In den folgenden Wochen ging kein weiteres Schreiben des Antragstellers ein.
Durch Beschluss vom lehnte das FG den Aussetzungsantrag ab. Gegen diesen Beschluss legte der Antragsteller Beschwerde, hilfsweise jeden anderen zulässigen Rechtsbehelf und wiederum hilfsweise gegen die Nichtzulassung der Beschwerde in dem Beschluss Beschwerde ein.
Mit seinem Rechtsbehelf macht er unter Bezugnahme auf einen beigefügten Schriftsatz nebst Anlagen geltend, das FG habe ihm nicht in hinreichender Weise rechtliches Gehör gewährt. Das FG habe seine Entscheidung getroffen, ohne vorher nachzufragen, ob noch weitere Unterlagen eingereicht würden. Eine solche Nachfrage sei deshalb geboten gewesen, weil in dem Schreiben vom auch Vorgänge aus lange zurückliegender Zeit angefordert worden seien. Die zuständige Richterin habe in einem am geführten Telefonat bekundet, dass die angeforderten Unterlagen auch nachgereicht werden könnten. Auf seine Anregung, Gerichtsakten beizuziehen, habe er keine Antwort erhalten. Auch habe sich das Gericht mit seinem Schreiben vom , entgegen der im Klageverfahren geäußerten Bitte, Schriftverkehr an W zu übersenden, an S gewandt.

****

• AUFGABE: Setzen Sie den Auszug über die Beschwerde des Antragstellers gegen den Beschluss des FG im Anschluss an seinen letzten Satz fort.

• GESPEICHERTE DATENSÄTZE:

****

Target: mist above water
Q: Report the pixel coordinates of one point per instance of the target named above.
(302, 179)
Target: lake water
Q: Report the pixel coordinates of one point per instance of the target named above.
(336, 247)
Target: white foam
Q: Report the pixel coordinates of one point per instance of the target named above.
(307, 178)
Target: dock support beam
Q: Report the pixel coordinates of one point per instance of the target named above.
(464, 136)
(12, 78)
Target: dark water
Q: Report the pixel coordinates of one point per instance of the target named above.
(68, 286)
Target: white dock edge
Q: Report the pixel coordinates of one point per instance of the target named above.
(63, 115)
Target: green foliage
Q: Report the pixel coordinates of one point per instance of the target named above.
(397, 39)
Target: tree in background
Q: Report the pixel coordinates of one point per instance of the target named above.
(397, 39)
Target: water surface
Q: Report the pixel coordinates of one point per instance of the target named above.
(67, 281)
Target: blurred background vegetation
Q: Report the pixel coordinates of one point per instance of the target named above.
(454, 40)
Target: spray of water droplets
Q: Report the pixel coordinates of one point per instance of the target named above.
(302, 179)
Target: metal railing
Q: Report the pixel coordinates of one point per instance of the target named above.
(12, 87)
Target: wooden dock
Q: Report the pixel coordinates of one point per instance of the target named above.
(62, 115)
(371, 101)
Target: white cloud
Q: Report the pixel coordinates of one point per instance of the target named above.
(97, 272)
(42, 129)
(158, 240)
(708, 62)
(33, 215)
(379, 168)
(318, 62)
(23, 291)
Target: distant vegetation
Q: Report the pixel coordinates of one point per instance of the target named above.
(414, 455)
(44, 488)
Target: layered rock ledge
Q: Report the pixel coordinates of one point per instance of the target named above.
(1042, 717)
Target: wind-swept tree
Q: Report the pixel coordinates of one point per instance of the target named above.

****

• ERWARTETE AUSGABE:
Das FG hat der Beschwerde nicht abgeholfen. Es hat in seinem Beschluss vom die Beschwerde zugleich als Antrag auf Änderung des Beschlusses vom und als erneuten Aussetzungsantrag gewertet und diese Anträge abgelehnt. Auch hat das FG die Beschwerde zudem als Gegenvorstellung gewertet und behandelt.
II. Die Beschwerde ist nicht statthaft.
1. Gegen die Entscheidung über die Aussetzung der Vollziehung nach § 69 Abs. 3 und 5 der Finanzgerichtsordnung (FGO) steht den Beteiligten die Beschwerde nur zu, wenn sie vom FG zugelassen worden ist.
2. Hat das FG —wie im Streitfall— die Beschwerde nicht zugelassen, dann kann auch eine Zulassung der Beschwerde durch den Bundesfinanzhof (BFH) nicht erreicht werden. Soweit § 128 Abs. 3 Satz 2 FGO die entsprechende Anwendung von § 115 Abs. 2 FGO anordnet, legt diese Regelung nur fest, unter welchen Voraussetzungen das FG die Beschwerde zuzulassen hat. Wird sie vom FG nicht zugelassen, wird diese Entscheidung vom BFH nicht überprüft (, BFH/NV 2002, 923).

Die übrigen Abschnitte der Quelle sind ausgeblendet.